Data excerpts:

┄┄┄┄┄┄

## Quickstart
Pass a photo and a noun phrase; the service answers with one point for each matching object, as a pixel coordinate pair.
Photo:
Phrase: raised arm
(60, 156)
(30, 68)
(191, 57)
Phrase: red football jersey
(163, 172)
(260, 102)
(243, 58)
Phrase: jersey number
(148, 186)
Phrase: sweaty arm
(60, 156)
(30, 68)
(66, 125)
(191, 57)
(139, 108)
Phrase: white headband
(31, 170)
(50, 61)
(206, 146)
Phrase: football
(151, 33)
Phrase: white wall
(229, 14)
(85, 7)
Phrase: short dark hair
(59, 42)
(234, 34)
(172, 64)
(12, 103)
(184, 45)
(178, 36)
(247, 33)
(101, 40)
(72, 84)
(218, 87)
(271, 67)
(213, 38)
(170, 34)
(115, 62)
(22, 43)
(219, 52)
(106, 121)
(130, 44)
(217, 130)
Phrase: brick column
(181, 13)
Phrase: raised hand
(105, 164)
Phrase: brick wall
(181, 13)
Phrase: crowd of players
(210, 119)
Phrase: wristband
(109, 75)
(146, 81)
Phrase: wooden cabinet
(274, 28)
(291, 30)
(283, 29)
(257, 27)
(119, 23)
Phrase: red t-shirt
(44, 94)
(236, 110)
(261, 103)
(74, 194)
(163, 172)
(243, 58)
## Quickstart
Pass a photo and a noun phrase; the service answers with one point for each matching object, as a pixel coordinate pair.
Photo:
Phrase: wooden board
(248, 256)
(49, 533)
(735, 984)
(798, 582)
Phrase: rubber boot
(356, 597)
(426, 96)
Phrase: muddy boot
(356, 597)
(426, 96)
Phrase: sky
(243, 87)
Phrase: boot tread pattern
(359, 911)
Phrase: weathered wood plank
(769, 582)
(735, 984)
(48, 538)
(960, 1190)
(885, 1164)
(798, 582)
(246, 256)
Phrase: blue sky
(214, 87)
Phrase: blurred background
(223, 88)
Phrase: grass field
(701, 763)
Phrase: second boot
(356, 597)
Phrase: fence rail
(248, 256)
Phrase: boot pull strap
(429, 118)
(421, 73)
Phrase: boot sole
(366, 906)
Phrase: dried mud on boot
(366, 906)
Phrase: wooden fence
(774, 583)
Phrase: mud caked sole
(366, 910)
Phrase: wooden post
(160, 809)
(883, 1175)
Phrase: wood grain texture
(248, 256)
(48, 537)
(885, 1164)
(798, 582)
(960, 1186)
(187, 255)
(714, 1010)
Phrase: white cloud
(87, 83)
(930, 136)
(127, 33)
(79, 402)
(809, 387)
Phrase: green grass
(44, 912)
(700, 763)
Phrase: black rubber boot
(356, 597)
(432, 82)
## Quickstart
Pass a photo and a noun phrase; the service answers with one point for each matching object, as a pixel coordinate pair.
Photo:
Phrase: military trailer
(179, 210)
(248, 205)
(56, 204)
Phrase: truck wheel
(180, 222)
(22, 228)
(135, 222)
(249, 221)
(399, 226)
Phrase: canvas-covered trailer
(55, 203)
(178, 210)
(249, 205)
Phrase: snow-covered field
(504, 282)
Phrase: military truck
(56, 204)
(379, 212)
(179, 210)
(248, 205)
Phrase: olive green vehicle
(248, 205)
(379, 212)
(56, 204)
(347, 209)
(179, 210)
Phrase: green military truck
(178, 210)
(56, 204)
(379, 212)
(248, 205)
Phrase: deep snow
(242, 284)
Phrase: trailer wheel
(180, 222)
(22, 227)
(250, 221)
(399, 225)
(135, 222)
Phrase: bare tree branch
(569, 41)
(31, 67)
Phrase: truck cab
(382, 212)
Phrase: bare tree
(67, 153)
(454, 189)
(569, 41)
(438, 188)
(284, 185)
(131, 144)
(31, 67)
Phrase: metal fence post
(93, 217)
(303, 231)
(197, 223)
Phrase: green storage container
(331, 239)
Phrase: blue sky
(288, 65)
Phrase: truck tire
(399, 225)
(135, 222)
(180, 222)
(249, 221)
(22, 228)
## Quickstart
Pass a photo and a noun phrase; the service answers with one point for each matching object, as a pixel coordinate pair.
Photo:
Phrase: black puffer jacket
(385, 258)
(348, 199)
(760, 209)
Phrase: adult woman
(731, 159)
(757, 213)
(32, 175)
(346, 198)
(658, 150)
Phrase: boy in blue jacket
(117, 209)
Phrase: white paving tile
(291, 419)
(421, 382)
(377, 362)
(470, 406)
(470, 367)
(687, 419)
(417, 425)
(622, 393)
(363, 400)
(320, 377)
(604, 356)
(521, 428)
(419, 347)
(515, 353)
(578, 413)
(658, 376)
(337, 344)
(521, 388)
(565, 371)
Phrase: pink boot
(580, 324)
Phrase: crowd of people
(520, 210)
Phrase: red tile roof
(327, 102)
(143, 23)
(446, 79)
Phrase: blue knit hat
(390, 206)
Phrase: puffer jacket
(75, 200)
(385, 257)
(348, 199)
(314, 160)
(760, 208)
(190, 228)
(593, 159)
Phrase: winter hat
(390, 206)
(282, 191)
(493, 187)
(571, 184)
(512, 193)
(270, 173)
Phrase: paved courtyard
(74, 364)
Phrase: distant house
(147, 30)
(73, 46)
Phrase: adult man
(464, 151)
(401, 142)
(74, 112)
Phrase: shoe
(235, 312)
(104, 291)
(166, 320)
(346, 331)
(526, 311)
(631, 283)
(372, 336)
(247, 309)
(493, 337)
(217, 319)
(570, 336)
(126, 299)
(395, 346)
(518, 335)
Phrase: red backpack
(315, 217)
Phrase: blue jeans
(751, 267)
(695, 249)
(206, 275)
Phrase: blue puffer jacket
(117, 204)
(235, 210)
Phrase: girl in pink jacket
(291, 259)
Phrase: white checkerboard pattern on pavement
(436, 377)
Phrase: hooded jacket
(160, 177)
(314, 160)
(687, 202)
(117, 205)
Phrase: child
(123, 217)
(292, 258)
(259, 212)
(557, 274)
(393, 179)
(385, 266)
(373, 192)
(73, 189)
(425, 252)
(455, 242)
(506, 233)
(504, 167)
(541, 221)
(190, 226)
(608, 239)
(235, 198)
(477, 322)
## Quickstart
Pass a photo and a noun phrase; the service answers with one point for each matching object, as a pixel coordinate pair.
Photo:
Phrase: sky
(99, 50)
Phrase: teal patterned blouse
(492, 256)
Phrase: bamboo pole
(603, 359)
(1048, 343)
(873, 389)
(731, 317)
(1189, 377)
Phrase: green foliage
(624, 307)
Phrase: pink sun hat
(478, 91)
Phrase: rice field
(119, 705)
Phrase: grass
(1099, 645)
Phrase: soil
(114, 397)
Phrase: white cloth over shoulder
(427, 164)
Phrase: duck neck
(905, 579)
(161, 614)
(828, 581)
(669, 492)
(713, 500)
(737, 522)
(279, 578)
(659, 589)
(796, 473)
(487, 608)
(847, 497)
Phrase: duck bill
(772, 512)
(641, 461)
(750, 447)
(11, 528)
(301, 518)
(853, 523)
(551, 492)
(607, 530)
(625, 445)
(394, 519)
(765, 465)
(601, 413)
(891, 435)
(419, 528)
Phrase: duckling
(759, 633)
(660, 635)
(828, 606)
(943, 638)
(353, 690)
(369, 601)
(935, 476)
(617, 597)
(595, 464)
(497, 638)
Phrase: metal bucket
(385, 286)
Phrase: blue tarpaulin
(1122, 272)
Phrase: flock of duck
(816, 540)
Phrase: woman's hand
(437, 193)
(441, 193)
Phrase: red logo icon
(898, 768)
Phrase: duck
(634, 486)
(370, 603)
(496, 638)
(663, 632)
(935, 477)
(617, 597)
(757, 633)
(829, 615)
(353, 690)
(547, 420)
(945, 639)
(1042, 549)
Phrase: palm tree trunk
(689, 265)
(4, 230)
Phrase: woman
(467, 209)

┄┄┄┄┄┄

All of the data above should be set down word for word.

## Quickstart
Pass a photo and a noun phrase; the service answers with one point for each matching object, as a pixel coordinate pair.
Photo:
Phrase: raised arm
(60, 156)
(30, 68)
(191, 57)
Phrase: red football jersey
(163, 172)
(260, 102)
(243, 58)
Phrase: jersey number
(148, 186)
Phrase: sweaty arm
(60, 156)
(30, 68)
(66, 125)
(191, 57)
(139, 108)
Phrase: white headband
(31, 170)
(50, 61)
(206, 146)
Phrase: football
(151, 33)
Phrase: white wall
(229, 14)
(85, 7)
Phrase: short dark hair
(59, 42)
(234, 34)
(172, 64)
(12, 103)
(184, 45)
(178, 36)
(247, 33)
(101, 40)
(72, 84)
(218, 87)
(271, 67)
(213, 38)
(170, 34)
(115, 62)
(22, 43)
(219, 52)
(106, 121)
(130, 44)
(217, 130)
Phrase: brick column
(181, 13)
Phrase: raised hand
(105, 164)
Phrase: brick wall
(181, 13)
Phrase: crowd of players
(210, 119)
Phrase: wristband
(109, 75)
(146, 81)
Phrase: wooden cabinet
(274, 28)
(291, 30)
(283, 29)
(257, 27)
(119, 23)
Phrase: red t-shirt
(44, 94)
(236, 110)
(261, 103)
(74, 194)
(163, 172)
(243, 58)
## Quickstart
Pass a photo and a noun phrase; the service answers with one point for each matching object, as a pixel coordinate pair.
Photo:
Phrase: wooden board
(248, 256)
(49, 533)
(735, 984)
(798, 582)
Phrase: rubber boot
(356, 597)
(426, 96)
Phrase: muddy boot
(356, 597)
(426, 96)
Phrase: sky
(243, 87)
Phrase: boot tread pattern
(359, 911)
Phrase: weathered wood plank
(769, 582)
(735, 984)
(48, 538)
(960, 1190)
(885, 1164)
(798, 582)
(246, 256)
Phrase: blue sky
(214, 87)
Phrase: blurred background
(223, 88)
Phrase: grass field
(701, 763)
Phrase: second boot
(356, 597)
Phrase: fence rail
(248, 256)
Phrase: boot pull strap
(429, 118)
(421, 73)
Phrase: boot sole
(366, 906)
Phrase: dried mud on boot
(366, 906)
Phrase: wooden fence
(774, 583)
Phrase: mud caked sole
(366, 910)
Phrase: wooden post
(160, 809)
(883, 1175)
Phrase: wood grain texture
(248, 256)
(48, 537)
(885, 1164)
(798, 582)
(960, 1186)
(187, 255)
(714, 1010)
Phrase: white cloud
(87, 83)
(930, 136)
(127, 33)
(79, 402)
(809, 387)
Phrase: green grass
(44, 912)
(700, 763)
Phrase: black rubber boot
(356, 597)
(432, 82)
## Quickstart
Pass a photo and a noun phrase; the service answers with one point for each matching object, as a pixel coordinate pair.
Photo:
Phrase: military trailer
(179, 210)
(248, 205)
(56, 204)
Phrase: truck wheel
(180, 222)
(22, 228)
(135, 222)
(249, 221)
(399, 226)
Phrase: canvas-covered trailer
(55, 203)
(178, 210)
(249, 205)
Phrase: snow-covered field
(504, 282)
Phrase: military truck
(56, 204)
(379, 212)
(179, 210)
(248, 205)
Phrase: olive green vehicle
(248, 205)
(379, 212)
(56, 204)
(347, 209)
(179, 210)
Phrase: green military truck
(178, 210)
(56, 204)
(379, 212)
(248, 205)
Phrase: deep snow
(242, 284)
Phrase: trailer wheel
(180, 222)
(22, 227)
(250, 221)
(399, 225)
(135, 222)
Phrase: bare tree branch
(569, 41)
(31, 67)
Phrase: truck cab
(382, 212)
Phrase: bare tree
(67, 153)
(454, 189)
(569, 41)
(438, 188)
(284, 185)
(131, 144)
(31, 67)
Phrase: metal fence post
(93, 217)
(303, 231)
(197, 223)
Phrase: green storage container
(331, 239)
Phrase: blue sky
(288, 65)
Phrase: truck tire
(399, 225)
(135, 222)
(180, 222)
(249, 221)
(22, 228)
## Quickstart
Pass a photo and a noun phrase; the service answers with one point for each matching object, as a pixel coordinate pair.
Photo:
Phrase: black puffer jacket
(385, 258)
(348, 199)
(760, 209)
Phrase: adult woman
(731, 159)
(757, 213)
(32, 175)
(346, 198)
(658, 150)
Phrase: boy in blue jacket
(117, 209)
Phrase: white paving tile
(291, 419)
(421, 382)
(377, 362)
(470, 406)
(470, 367)
(687, 419)
(417, 425)
(622, 393)
(363, 400)
(320, 377)
(604, 356)
(521, 428)
(419, 347)
(515, 353)
(578, 413)
(658, 376)
(337, 344)
(521, 388)
(565, 371)
Phrase: pink boot
(580, 324)
Phrase: crowd of people
(520, 210)
Phrase: red tile roof
(327, 102)
(143, 23)
(446, 79)
Phrase: blue knit hat
(390, 206)
Phrase: puffer jacket
(75, 200)
(385, 257)
(348, 199)
(314, 160)
(760, 208)
(190, 228)
(593, 159)
Phrase: winter hat
(390, 206)
(282, 191)
(493, 187)
(571, 184)
(512, 193)
(270, 173)
Phrase: paved courtyard
(74, 364)
Phrase: distant house
(147, 30)
(73, 46)
Phrase: adult man
(464, 151)
(401, 142)
(74, 112)
Phrase: shoe
(235, 312)
(104, 291)
(166, 320)
(346, 331)
(526, 311)
(631, 283)
(372, 336)
(247, 309)
(493, 337)
(217, 319)
(570, 336)
(126, 299)
(395, 346)
(518, 335)
Phrase: red backpack
(315, 217)
Phrase: blue jeans
(751, 267)
(695, 249)
(206, 275)
Phrase: blue puffer jacket
(117, 204)
(235, 210)
Phrase: girl in pink jacket
(291, 259)
Phrase: white checkerboard pattern on pavement
(436, 377)
Phrase: hooded jacket
(160, 177)
(314, 160)
(687, 202)
(117, 205)
Phrase: child
(123, 217)
(292, 258)
(259, 212)
(557, 274)
(393, 179)
(385, 266)
(373, 192)
(73, 189)
(425, 252)
(455, 242)
(506, 233)
(504, 167)
(541, 221)
(190, 226)
(608, 239)
(235, 198)
(477, 322)
## Quickstart
Pass a photo and a noun phrase; the service answers with one point for each matching object, as a pixel coordinate pair.
Photo:
Phrase: sky
(99, 50)
Phrase: teal patterned blouse
(492, 256)
Phrase: bamboo pole
(603, 359)
(1048, 343)
(873, 389)
(731, 317)
(1189, 377)
Phrase: green foliage
(624, 307)
Phrase: pink sun hat
(478, 91)
Phrase: rice field
(119, 705)
Phrase: grass
(1099, 645)
Phrase: soil
(114, 397)
Phrase: white cloth over shoulder
(427, 164)
Phrase: duck neck
(905, 579)
(161, 614)
(828, 581)
(669, 492)
(713, 500)
(737, 522)
(279, 578)
(659, 589)
(796, 473)
(487, 608)
(847, 497)
Phrase: duck bill
(772, 512)
(641, 461)
(750, 447)
(11, 528)
(301, 518)
(853, 523)
(551, 492)
(607, 530)
(625, 445)
(394, 519)
(765, 465)
(601, 413)
(891, 435)
(419, 528)
Phrase: duckling
(759, 633)
(660, 635)
(828, 606)
(943, 638)
(353, 690)
(369, 601)
(935, 476)
(617, 597)
(595, 464)
(497, 638)
Phrase: metal bucket
(385, 286)
Phrase: blue tarpaulin
(1122, 272)
Phrase: flock of duck
(816, 540)
Phrase: woman's hand
(437, 193)
(441, 193)
Phrase: red logo icon
(898, 768)
Phrase: duck
(634, 486)
(370, 603)
(496, 638)
(663, 632)
(935, 477)
(617, 597)
(757, 633)
(829, 615)
(353, 690)
(547, 420)
(945, 639)
(1042, 549)
Phrase: palm tree trunk
(689, 265)
(4, 230)
Phrase: woman
(467, 209)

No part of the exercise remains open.